Task requirements: Transcribe all the entries word for word, omitting any pictures they contain.

** START OF Records **

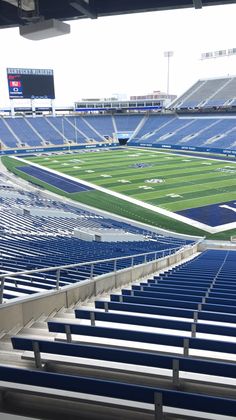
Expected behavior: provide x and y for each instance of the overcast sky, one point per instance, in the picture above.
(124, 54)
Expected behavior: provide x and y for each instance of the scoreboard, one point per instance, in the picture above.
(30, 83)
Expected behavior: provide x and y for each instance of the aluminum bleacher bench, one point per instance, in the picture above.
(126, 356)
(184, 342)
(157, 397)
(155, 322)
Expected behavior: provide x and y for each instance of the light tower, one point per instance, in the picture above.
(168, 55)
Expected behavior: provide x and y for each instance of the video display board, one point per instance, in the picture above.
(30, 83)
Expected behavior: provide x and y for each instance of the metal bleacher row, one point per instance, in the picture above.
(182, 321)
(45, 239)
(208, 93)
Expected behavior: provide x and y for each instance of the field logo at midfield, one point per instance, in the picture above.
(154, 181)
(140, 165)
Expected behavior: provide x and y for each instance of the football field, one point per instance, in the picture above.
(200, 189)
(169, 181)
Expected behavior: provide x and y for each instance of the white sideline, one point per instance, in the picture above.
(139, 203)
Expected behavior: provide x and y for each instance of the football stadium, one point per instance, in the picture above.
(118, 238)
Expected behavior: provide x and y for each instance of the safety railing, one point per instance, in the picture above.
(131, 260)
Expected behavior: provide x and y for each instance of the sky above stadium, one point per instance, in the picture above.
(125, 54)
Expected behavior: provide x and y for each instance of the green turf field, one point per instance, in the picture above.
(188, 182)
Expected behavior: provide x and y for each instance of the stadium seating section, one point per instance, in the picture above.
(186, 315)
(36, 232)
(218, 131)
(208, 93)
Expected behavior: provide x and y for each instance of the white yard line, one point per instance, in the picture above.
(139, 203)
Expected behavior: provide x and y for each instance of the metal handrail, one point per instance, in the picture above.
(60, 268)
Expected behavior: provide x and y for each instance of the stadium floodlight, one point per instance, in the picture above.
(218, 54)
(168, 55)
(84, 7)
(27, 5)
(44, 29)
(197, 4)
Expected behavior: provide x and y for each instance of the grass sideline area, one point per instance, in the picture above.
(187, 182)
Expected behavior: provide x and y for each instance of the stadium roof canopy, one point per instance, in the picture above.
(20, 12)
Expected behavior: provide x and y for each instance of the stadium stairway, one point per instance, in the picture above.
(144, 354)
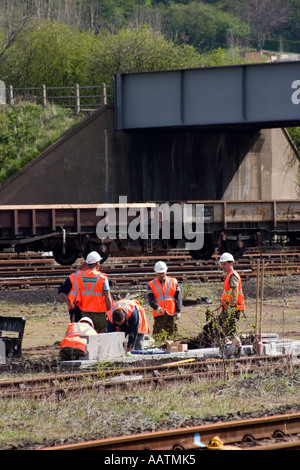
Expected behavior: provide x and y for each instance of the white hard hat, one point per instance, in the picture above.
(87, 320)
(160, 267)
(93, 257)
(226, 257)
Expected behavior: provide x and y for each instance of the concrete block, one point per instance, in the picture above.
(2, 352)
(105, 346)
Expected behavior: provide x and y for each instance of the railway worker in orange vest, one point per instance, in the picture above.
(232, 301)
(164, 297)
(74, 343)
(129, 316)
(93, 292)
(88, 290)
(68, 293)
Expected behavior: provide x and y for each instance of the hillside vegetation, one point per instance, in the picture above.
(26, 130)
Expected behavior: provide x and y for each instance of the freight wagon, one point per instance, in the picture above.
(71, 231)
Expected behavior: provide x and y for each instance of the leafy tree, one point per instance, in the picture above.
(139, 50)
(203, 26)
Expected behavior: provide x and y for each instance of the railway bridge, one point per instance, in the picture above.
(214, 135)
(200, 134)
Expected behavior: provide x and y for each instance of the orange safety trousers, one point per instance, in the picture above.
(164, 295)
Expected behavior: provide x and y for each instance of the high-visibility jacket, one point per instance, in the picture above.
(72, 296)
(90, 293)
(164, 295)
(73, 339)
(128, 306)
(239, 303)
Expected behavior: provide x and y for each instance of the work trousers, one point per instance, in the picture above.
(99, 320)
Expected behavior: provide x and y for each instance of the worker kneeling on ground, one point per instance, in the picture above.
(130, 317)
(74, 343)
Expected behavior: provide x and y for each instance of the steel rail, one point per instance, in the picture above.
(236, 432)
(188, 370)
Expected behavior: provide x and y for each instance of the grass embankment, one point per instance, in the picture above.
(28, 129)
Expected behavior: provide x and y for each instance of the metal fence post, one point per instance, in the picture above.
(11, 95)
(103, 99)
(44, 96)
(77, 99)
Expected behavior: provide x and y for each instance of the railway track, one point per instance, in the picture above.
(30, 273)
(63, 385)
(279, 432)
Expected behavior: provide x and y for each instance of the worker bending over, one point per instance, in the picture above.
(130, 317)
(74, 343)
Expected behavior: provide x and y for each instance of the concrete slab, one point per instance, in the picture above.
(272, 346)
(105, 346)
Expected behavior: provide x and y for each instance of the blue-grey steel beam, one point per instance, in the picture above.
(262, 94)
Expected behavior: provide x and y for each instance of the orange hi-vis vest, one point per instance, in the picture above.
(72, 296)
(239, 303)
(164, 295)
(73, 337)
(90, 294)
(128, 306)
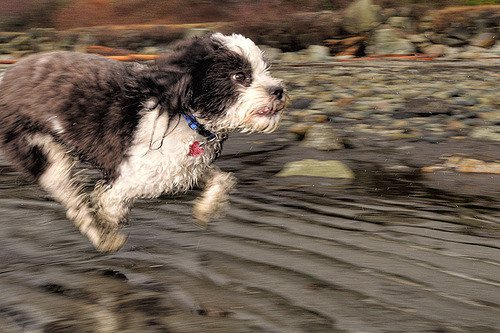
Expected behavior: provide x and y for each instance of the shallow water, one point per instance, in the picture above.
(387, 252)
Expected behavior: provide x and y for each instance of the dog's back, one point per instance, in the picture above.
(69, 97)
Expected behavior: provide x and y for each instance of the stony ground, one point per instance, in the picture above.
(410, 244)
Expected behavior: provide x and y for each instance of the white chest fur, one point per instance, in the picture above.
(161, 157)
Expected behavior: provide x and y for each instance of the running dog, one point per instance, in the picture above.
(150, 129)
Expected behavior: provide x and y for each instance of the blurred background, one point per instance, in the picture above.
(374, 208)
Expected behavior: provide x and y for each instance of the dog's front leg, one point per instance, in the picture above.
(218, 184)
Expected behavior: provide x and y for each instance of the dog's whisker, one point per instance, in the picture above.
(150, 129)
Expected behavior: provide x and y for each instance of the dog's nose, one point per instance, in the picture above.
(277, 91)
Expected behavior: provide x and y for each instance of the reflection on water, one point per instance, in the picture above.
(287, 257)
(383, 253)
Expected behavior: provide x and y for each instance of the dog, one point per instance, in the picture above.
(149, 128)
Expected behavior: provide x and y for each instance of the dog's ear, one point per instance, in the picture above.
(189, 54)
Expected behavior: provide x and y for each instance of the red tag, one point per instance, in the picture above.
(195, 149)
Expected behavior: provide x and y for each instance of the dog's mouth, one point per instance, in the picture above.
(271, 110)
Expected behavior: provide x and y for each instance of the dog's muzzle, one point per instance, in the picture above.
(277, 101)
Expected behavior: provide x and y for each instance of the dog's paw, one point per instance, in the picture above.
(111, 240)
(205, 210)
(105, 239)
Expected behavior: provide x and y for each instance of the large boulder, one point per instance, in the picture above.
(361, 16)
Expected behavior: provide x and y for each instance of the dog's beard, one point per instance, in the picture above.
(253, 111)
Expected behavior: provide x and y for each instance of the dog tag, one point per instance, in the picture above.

** END OF Records **

Exercise answer:
Expected behavior: provide x and y for each instance of the overcast sky, one point per instance, in the picture above.
(124, 54)
Expected behavior: provide x and y for each instance of the scoreboard, one point per instance, in the picture above.
(30, 83)
Expected behavior: provide x and y for each instance of the aluminum bleacher bench, one point per instance, in the picture above.
(126, 356)
(184, 342)
(157, 397)
(155, 322)
Expected behavior: provide x and y for each instance of the light tower, one point per instance, in the picture above.
(168, 55)
Expected behavior: provide x and y for each instance of the video display board, one point per instance, in the picture above.
(30, 83)
Expected behavior: provide x and y for each instance of the metal bleacher row, one point per instance, in the picture above.
(182, 321)
(45, 239)
(208, 93)
Expected behavior: provide x and y for each instance of the field logo at midfield, one point per instance, in the picture above.
(154, 181)
(140, 165)
Expected behavior: provide x and y for each instance of the football field, one point per instance, in the picture above.
(200, 189)
(169, 181)
Expected behavior: provide x and y for each instance of the white sideline, one point per instance, in the picture above.
(139, 203)
Expected behavior: provide x and y for each instance of the football stadium, one point per instance, in the picture above.
(118, 238)
Expected behavior: provide x and y for each instance of the safety railing, one point per instance, in the picture above.
(131, 260)
Expected behavior: provide x and y for each instance of the sky above stadium, one point per instance, in the picture above.
(125, 54)
Expected behavior: provide x and y for each instance of the green turf field, one point per instance, in the picture above.
(188, 182)
Expected behavior: provide x and y for each instance of the stadium seating section, one point per instance, in the picture above.
(186, 315)
(36, 232)
(218, 131)
(208, 93)
Expected behavior: provide x and y for each instance of the white yard line, one point per instance, in the picture above.
(139, 203)
Expected behavior: provide x and y for each instance of the metal handrail, one point per instance, in the picture above.
(60, 268)
Expected behavior: provide x and y for each instance of the stadium floodlight, one point per instance, in the picture above.
(218, 54)
(168, 55)
(84, 7)
(27, 5)
(44, 29)
(197, 4)
Expected behavior: provide x and y for each instance of the grass sideline area, one point per instance, in the picture above.
(187, 182)
Expected behavior: provide x and y for each instance of the stadium roof canopy, one point per instance, in the picture above.
(20, 12)
Expected behavior: provide x and y for each instance of the stadium stairway, one point per instance, in the picture above.
(144, 354)
Expected behavior: provide x and y for each instance of the white hard hat, one point per instance, in the picture above.
(87, 320)
(160, 267)
(93, 257)
(226, 257)
Expected behavior: provide x and y for each instance of the concrete block, one point per instance, in the picture above.
(2, 352)
(105, 346)
Expected behavior: provide x and y for each instance of the railway worker in orange vest, one point per instance, in the picture above.
(232, 301)
(164, 297)
(74, 343)
(129, 316)
(93, 292)
(88, 290)
(68, 293)
Expected behavior: provide x and y for each instance of the hillside vegetation, one point per instance, in the picture above.
(26, 130)
Expected behavior: provide x and y for each instance of the freight wagon, one point per instance, in the picture above.
(71, 231)
Expected behavior: provide x and y for each instance of the leafy tree, one point per instance, in the picture above.
(139, 50)
(203, 26)
Expected behavior: provide x and y for each instance of the railway bridge, one point per instance, in the picture above.
(214, 135)
(200, 134)
Expected behavior: provide x and y for each instance of the orange safety trousers, one point per instance, in the picture above.
(164, 295)
Expected behavior: provide x and y for each instance of the high-visibility jacket, one point per instance, in the picture above.
(72, 296)
(90, 293)
(164, 295)
(73, 339)
(128, 306)
(239, 303)
Expected behavior: provide x and y for each instance of the work trousers, one point per instance, in the picture above.
(99, 320)
Expected behavior: provide x and y for each instance of the worker kneeling on ground, one point per instance, in the picture above.
(130, 317)
(74, 343)
Expected behavior: provide x and y for each instance of the steel rail, one point per instance, in the picture above.
(236, 432)
(188, 370)
Expected behavior: provide x and y for each instance of the grass embankment, one point per instance, in the picture above.
(28, 129)
Expected behavior: provide x and y for each instance of the metal fence post, one point per instance, in the picture above.
(11, 95)
(103, 99)
(44, 96)
(77, 99)
Expected behavior: provide x and y for each instance of the railway track, one point per instance, in the picture above.
(30, 273)
(63, 385)
(279, 432)
Expected behavior: provide x and y for each instance of the worker bending over, one point per instance, in the picture above.
(130, 317)
(74, 343)
Expected behavior: provide x and y for each instance of the concrete slab, one point per instance, in the picture above.
(272, 346)
(105, 346)
Expected behavior: provide x and y for each instance of the blue-grey steel beam, one point per instance, in the picture above.
(262, 94)
Expected behavior: provide x and y for each instance of the orange hi-vis vest, one point per instance, in the picture above.
(72, 296)
(239, 303)
(164, 295)
(73, 337)
(90, 294)
(128, 306)
Expected behavior: provide x and y for each instance of the shallow water, one point per instance, in the picture above.
(387, 252)
Expected behavior: provide x and y for each instance of the dog's back, one point per instance, in the picture above.
(69, 97)
Expected behavior: provide x and y for each instance of the stony ground, one point per instance, in the picture above.
(410, 244)
Expected behavior: provide x and y for each instance of the white chest fur, one point per instance, in the picture above.
(161, 157)
Expected behavior: provide x and y for each instance of the running dog, one point per instance, in the picture above.
(150, 129)
Expected behavior: provide x and y for each instance of the blurred background, one point per instance, in the picture above.
(374, 208)
Expected behavior: provide x and y for each instance of the dog's front leg, one point per instance, in the picture above.
(218, 184)
Expected behavior: provide x and y for each instance of the dog's whisker, one point per instance, in the picture above.
(150, 129)
Expected behavior: provide x and y for each instance of the dog's nose, one point per instance, in the picture above.
(277, 91)
Expected behavior: provide x and y for each instance of the reflection on water, one point per instance, in the picture above.
(287, 257)
(383, 253)
Expected behavior: provide x and y for each instance of the dog, one point per instance, in the picture above.
(149, 128)
Expected behavior: provide x and y for each instance of the dog's ear, one point per instance, in the picture above.
(189, 54)
Expected behavior: provide x and y for each instance of the red tag, one point per instance, in the picture above.
(195, 149)
Expected behavior: provide x and y for each instance of the dog's mouth, one point per instance, in the picture above.
(271, 110)
Expected behavior: provide x and y for each instance of the dog's muzzle, one point per instance, in the picture above.
(277, 101)
Expected behavior: provide x and y for each instance of the dog's paw, one point per instance, in the picture above.
(111, 240)
(205, 210)
(105, 239)
Expected behavior: provide x and y for each instance of the large boulder, one point per instance, in the picture above.
(361, 16)
Expected behavior: provide x and y for each instance of the dog's beard, one point per instance, in the picture above.
(253, 111)
Expected behavior: provide x and y for each instance of the dog tag, one point per instance, in the picture above.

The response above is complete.